Goal of the exercise:
Reproduce the entries below in full, word for word.

============

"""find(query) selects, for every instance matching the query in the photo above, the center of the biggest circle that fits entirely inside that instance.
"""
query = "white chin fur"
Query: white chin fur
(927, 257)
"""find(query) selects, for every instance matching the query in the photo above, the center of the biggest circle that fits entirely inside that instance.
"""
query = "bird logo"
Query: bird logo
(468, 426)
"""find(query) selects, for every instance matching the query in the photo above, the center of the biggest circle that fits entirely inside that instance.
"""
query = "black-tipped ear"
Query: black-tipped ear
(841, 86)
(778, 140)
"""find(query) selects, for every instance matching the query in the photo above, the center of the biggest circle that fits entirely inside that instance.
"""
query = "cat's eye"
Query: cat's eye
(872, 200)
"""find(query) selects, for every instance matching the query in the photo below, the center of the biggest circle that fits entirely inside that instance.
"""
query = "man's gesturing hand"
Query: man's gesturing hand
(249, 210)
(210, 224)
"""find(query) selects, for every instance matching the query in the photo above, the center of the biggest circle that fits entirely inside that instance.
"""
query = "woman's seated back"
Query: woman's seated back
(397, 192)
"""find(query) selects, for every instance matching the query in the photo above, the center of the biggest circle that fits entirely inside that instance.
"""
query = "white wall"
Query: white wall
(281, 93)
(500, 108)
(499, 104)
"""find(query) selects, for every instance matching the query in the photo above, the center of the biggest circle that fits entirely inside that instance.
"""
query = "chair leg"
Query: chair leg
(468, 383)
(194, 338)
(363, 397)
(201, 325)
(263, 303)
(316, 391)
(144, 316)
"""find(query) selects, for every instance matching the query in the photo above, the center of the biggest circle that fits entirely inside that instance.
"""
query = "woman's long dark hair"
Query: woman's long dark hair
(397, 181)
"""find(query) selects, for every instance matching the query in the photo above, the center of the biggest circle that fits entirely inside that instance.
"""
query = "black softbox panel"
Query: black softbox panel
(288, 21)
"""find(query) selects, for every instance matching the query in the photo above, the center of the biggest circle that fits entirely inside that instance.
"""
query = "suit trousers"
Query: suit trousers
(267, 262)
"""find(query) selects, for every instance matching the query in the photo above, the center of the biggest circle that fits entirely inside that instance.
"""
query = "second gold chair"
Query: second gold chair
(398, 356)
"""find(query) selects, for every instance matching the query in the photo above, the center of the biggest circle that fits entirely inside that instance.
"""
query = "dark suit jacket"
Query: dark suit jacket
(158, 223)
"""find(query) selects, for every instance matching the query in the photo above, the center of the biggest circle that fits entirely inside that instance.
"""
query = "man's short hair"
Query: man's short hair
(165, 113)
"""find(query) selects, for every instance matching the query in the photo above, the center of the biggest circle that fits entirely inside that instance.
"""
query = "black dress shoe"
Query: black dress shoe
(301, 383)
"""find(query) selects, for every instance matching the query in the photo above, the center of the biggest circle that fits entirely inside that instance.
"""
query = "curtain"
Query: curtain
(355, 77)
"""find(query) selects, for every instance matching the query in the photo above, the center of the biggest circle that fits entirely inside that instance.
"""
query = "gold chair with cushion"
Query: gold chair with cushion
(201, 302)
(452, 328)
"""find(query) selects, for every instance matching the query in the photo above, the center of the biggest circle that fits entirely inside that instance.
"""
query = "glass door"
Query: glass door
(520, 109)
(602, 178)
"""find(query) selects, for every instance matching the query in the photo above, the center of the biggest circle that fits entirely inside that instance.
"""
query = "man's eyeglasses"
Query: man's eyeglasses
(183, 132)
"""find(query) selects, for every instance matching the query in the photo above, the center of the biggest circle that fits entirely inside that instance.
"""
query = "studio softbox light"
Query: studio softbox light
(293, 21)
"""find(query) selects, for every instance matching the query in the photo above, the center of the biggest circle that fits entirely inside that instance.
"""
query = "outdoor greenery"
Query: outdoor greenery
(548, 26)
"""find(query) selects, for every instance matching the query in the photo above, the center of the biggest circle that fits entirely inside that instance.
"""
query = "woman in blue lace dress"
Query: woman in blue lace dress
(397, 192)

============

Answer to the exercise:
"""find(query) selects, for every instance matching the query in the photo above, the center of the biggest circle that fits entirely inside that instance.
"""
query = "white chin fur"
Query: white chin fur
(927, 257)
"""find(query) selects, for every instance matching the query in the photo above, the center of the biggest circle that fits entirely inside that instance.
"""
query = "bird logo"
Query: bird logo
(468, 426)
"""find(query) selects, for every instance matching the query in the photo above, the center of the biggest circle that fits entirely inside that instance.
"""
query = "black-tipped ear"
Query: black-tipped ear
(841, 86)
(778, 140)
"""find(query) selects, for every instance matching the query in the photo above, the center of the biggest circle that fits entirely inside that instance.
"""
query = "cat's eye"
Query: cat's eye
(872, 200)
"""find(query) selects, for every instance matching the query in the photo below, the center of the biggest circle that fits entirely inside that instance.
"""
query = "man's gesturing hand"
Query: man's gesturing hand
(249, 210)
(210, 224)
"""find(query) selects, for every instance matching the query in the photo above, the center of the biggest circle that fits entirely inside that instance.
"""
query = "woman's seated back"
Query: woman's seated back
(397, 192)
"""find(query) selects, for every instance matching the query in the photo above, the center of the biggest circle that fits entirely inside that instance.
"""
query = "white wall"
Query: white wall
(281, 93)
(500, 108)
(499, 104)
"""find(query) selects, for every instance matching the query in the photo above, the center of the biggest circle that fits entirely inside that instance.
"""
query = "chair leg"
Query: chair leg
(468, 383)
(194, 338)
(363, 397)
(201, 325)
(263, 303)
(316, 391)
(144, 316)
"""find(query) selects, for every instance matching the query in the photo above, the center of the biggest circle that fits entirely inside that instance.
"""
query = "woman's long dark hair"
Query: woman's long dark hair
(397, 181)
"""find(query) selects, for every instance matching the query in the photo above, the center of the biggest circle that fits entirely inside that instance.
"""
query = "black softbox panel"
Query: black softbox panel
(288, 21)
"""find(query) selects, for every instance matching the query in the photo above, the center of the biggest circle that fits entirely inside that instance.
"""
query = "suit trousers"
Query: suit trousers
(267, 262)
"""find(query) selects, for every instance matching the query in the photo above, the center of the biggest circle that fits entirely inside that instance.
"""
query = "second gold chair"
Query: second gold chair
(398, 356)
"""find(query) selects, for every instance matching the query in the photo above, the center of the biggest circle that fits entirely inside that instance.
"""
query = "dark suit jacket"
Query: dark suit jacket
(158, 223)
"""find(query) selects, for every instance matching the query in the photo above, the center of the biggest circle that fits entirely inside that instance.
"""
query = "man's short hair"
Query: man's short hair
(165, 113)
"""find(query) selects, for every instance matching the query in the photo above, the center of the biggest circle that fits entirely inside that instance.
"""
query = "black dress shoe"
Query: black dress shoe
(301, 383)
"""find(query) selects, for every instance matching the query in the photo above, the center of the biggest circle that fits entirely inside that instance.
"""
query = "curtain"
Query: curtain
(355, 77)
"""find(query) selects, for every instance matching the query in the photo above, the center of the biggest circle that fits entirely inside that instance.
"""
query = "gold chair with cushion"
Query: gold chair with cushion
(201, 302)
(452, 328)
"""find(query) selects, for every instance matching the query in the photo above, the center of the biggest circle that fits entirely inside that instance.
"""
query = "glass door"
Query: glass door
(520, 109)
(602, 178)
"""find(query) selects, for every instance matching the query in the photo above, the center of the biggest circle that fits entirely inside that instance.
"""
query = "man's eyeglasses"
Query: man's eyeglasses
(183, 132)
"""find(query) selects, for every instance matching the query in the photo above, the center of the biggest circle that fits entirely inside that instance.
"""
query = "studio softbox light"
Query: studio softbox light
(293, 21)
"""find(query) selects, for every instance matching the query in the photo above, the center of the biggest circle that fits entirely inside that instance.
"""
query = "outdoor greenery"
Query: outdoor greenery
(548, 26)
"""find(query) selects, for every instance matching the query in the photo above, the center of the biggest circle that fits entirely inside that instance.
"""
query = "woman in blue lace dress"
Query: woman in blue lace dress
(397, 192)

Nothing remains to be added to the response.